Leaving out the pictures, please retype each record exactly.

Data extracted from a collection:

════════

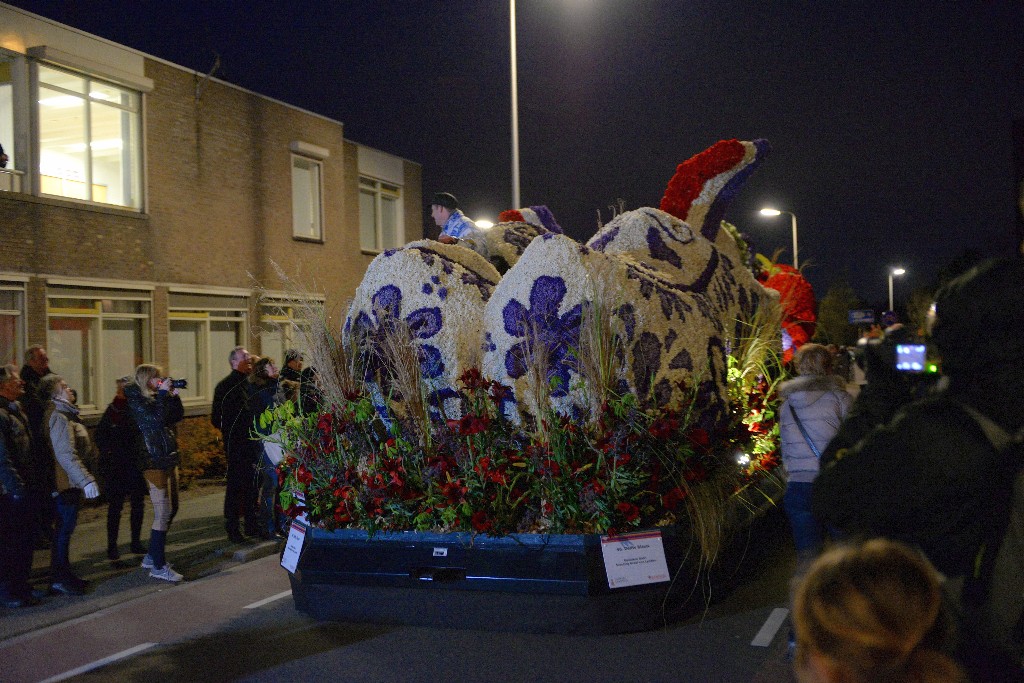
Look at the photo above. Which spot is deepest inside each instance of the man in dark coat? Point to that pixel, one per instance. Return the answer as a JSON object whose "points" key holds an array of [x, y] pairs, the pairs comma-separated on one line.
{"points": [[19, 503], [940, 474], [37, 366], [231, 417]]}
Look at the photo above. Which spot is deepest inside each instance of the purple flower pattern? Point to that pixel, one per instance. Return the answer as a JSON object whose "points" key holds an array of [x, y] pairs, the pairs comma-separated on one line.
{"points": [[541, 325]]}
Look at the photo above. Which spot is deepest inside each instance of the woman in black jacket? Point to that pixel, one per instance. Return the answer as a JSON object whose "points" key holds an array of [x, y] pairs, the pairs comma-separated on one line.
{"points": [[156, 409], [120, 471], [262, 395]]}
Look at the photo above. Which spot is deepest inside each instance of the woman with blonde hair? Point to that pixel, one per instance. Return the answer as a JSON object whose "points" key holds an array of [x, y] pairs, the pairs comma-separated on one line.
{"points": [[69, 444], [871, 612], [156, 409], [814, 406]]}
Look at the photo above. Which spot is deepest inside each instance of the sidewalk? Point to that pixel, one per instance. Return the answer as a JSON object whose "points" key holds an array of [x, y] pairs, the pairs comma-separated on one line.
{"points": [[197, 547]]}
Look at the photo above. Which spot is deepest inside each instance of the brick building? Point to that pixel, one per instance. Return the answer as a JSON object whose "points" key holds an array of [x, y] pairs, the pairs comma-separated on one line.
{"points": [[144, 203]]}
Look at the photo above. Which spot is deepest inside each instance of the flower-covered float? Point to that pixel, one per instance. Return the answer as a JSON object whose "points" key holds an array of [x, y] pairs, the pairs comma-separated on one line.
{"points": [[489, 431]]}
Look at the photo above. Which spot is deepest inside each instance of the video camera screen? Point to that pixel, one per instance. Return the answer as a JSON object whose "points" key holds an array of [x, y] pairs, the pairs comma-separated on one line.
{"points": [[910, 357]]}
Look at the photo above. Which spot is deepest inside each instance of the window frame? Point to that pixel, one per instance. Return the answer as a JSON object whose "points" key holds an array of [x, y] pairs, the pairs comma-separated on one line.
{"points": [[136, 163], [233, 310], [377, 187], [317, 200], [17, 286], [101, 387]]}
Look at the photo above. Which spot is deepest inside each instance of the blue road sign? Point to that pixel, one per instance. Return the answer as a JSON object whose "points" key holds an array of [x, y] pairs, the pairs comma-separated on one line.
{"points": [[861, 316]]}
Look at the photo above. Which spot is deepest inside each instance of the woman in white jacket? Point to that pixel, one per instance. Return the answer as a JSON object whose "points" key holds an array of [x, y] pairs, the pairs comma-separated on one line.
{"points": [[73, 479], [815, 404]]}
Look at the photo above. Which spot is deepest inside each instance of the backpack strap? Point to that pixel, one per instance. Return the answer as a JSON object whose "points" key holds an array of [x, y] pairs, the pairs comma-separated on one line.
{"points": [[803, 430]]}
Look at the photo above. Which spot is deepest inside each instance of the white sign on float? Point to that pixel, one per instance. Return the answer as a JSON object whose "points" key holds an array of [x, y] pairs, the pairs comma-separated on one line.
{"points": [[634, 559], [290, 558]]}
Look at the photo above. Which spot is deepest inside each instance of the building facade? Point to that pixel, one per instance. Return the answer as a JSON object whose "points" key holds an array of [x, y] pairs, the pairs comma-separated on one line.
{"points": [[146, 208]]}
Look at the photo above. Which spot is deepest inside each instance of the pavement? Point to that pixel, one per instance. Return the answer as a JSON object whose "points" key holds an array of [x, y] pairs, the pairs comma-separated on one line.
{"points": [[197, 547]]}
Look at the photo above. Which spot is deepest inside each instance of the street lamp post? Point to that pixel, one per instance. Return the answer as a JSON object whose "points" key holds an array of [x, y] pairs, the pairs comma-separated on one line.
{"points": [[793, 218], [515, 111], [892, 273]]}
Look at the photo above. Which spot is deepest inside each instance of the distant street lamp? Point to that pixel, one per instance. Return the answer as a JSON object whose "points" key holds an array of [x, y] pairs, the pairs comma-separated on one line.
{"points": [[793, 217], [515, 111], [893, 272]]}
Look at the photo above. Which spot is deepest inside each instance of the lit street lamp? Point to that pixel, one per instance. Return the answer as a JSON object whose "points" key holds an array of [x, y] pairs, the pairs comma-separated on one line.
{"points": [[793, 217], [892, 273], [515, 111]]}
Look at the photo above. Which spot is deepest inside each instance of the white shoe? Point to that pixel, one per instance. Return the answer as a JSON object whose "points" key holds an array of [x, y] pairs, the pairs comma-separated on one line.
{"points": [[167, 573]]}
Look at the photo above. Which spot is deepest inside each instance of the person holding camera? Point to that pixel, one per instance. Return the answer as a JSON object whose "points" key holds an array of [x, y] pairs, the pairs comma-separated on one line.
{"points": [[20, 497], [946, 472], [156, 409], [68, 439], [120, 471]]}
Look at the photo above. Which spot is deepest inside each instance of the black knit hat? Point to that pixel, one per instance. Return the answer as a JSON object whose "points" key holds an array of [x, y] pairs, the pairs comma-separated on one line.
{"points": [[445, 200]]}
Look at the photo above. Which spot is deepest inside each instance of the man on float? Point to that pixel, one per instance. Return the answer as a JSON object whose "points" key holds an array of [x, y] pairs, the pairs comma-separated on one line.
{"points": [[454, 223]]}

════════

Exercise output:
Look at the photo above. Which spot is deepest inside each instance of the man in dark coat? Point to that pixel, one per instance. Return the answer as a JSON object whose "points" key holds an array of [x, y] pairs, the pairs comma-separated on one line.
{"points": [[19, 503], [940, 474], [37, 366], [231, 417]]}
Look at the photo above. Which spot is deepest inside each instance of the purple flower pattern? Point to that pixel, one per instance. Return the answer as a JSON object whose "points" key holds an array of [x, y] pairs, the pairs comma-separated on one line.
{"points": [[541, 325]]}
Look at the photo above. Which spot is deepest inside each instance of the woman in black jacket? Point to that pixel, one per instance. Return the answer as a JSON object whose "points" key holds an array of [x, y] pairs, the pairs comma-separated on one line.
{"points": [[156, 409], [120, 471], [262, 395]]}
Look at the photo above. Which spot is deepest inside each instance of the woman with blonde hair? Point to that pixel, one per instance. Return the answer as a JSON object whose "points" key holds an array of [x, y] pairs, the pairs comma-separated on one line.
{"points": [[69, 444], [871, 612], [156, 409], [814, 406]]}
Look at the photo above. Which spot is deepest inside each instance of the sidewalk? Point to that pixel, one per instance. Return the answer as a JSON object whose "points" key holds an array of [x, y] pairs, the pairs comma-separated on one line.
{"points": [[197, 547]]}
Look at the photo above. Which spot is deepest inside each instance of the brick building? Point to that pixel, one per instance. Return the answer as a JSON object whose "points" key holds an array of [x, y] pairs, the pairs comma-separated on one line.
{"points": [[144, 203]]}
Look at the photo above. Which spot is deepest inside each instance of the flower-covered float? Point to that pixel, one per instance. Return the answer as a JSON object whose "points" key holds an array of [x, y] pairs, the pairs comma-separated on one line.
{"points": [[489, 431]]}
Look at the photo above. Which spot is deepest inside each instance of the video camera screen? Point to that pixel, one per instance. Return the answer as a JSON object whose "points" key holds an array of [x, y] pairs, the pairs comma-separated on one line.
{"points": [[910, 357]]}
Look at the photo above. Which spot is deepest inside each instance of the window frame? Point to that pixel, one per instance. Return the answer as a JSON object whose "points" key holds an array of [x, y] pairs, the pairs comma-separated on one line.
{"points": [[136, 163], [233, 310], [377, 187], [317, 200], [17, 286], [101, 387]]}
Look at the photo above. Which spot is deepest inside each instance of the blue road sign? Point to that pixel, one per instance. Return the answer as a JSON object whose "points" key holds an array of [x, y] pairs, the pairs comma-separated on one line.
{"points": [[861, 316]]}
Look at the photo above. Which spot is deepest inside each instance of the woman in white jacket? Point to that pixel, one per instance. Return the answer as a JSON object whose "points" key holds an array of [x, y] pairs, the pairs comma-separated on one line.
{"points": [[73, 479], [815, 404]]}
Look at the photo above. Which spot is deepest inside each instance of the backpack strap? Point to that pixel, one per instance. Return the answer as a JSON object whose "points" key holds an array of [x, y] pairs, the pairs comma-separated on one line.
{"points": [[803, 430]]}
Look at the photo above. Which spot is deepest inside each instance of the white sign on float? Point to that pixel, one per instance. Return the answer as a JSON object whose "points" key holds an array of [x, y] pairs, the pairs comma-separated on one line.
{"points": [[634, 559], [290, 558]]}
Look at the photo above. Which spot is deepest inside each instance of the building facade? Point to that pixel, one per instance. Return the answer as a JSON object whose "points" key holds an array of [x, y] pairs, the pairs comma-separated on one line.
{"points": [[146, 208]]}
Look at the photo above. Which spot is deepest inside each instance of the pavement? Point to that pixel, one per instance. Return the answer as a JSON object whose "points" key holds an array of [x, y] pairs, the pairs comma-separated on one line.
{"points": [[197, 547]]}
Look at the photo above. Which spot is deepest inside each instance of the street lamp post? Point to that pixel, one per instance. Return the answer as a JSON object whose "points" key holds an array of [x, y] pairs, the pairs comma-separated on one line.
{"points": [[793, 218], [515, 111], [892, 273]]}
Look at the photo above. Which spot is deepest inside each instance of the distant street lamp? Point to that pixel, one per instance. Return the answer as a JSON object whose "points" key holds an array of [x, y] pairs, the pairs comma-separated on one line.
{"points": [[793, 217], [515, 111], [893, 272]]}
Look at the photo above. Which spot is deepest inside each instance of the lit street lamp? Point to that pixel, one per instance. Return the answer as a JSON object whose "points" key holds an array of [x, y] pairs, the pairs comma-separated on one line.
{"points": [[793, 217], [892, 273], [515, 111]]}
Look at the photo above. Which spot is deepest inside each instance of the white shoe? Point to that pixel, one per instance. Return the answer as a JSON object whose "points" key holds an array of [x, y] pairs, the pairs comma-separated on one line.
{"points": [[167, 573]]}
Look at the photo above. Which spot is deepest inside each instance of the person holding camera? Point to that pixel, one per instance. Return the answer as a JSON object whose "points" key holds an array of [x, y] pairs, the pairs comma-separated on one line.
{"points": [[20, 497], [946, 472], [156, 409], [68, 439], [120, 471]]}
Look at the photo above. Which spot is deepest inside each instance of the black knit hat? Point to that pixel, one per instance. Return the answer as a JSON object whose "points" key holds an array of [x, y] pairs, the pairs comma-separated on one line.
{"points": [[445, 200]]}
Look at the photo above. Which spot is deepest inside each instance of the man on float? Point to that pixel, one per instance. Return the answer as a JSON object whose "points" key holds an array of [x, y] pairs, the pairs comma-separated on one line.
{"points": [[454, 223]]}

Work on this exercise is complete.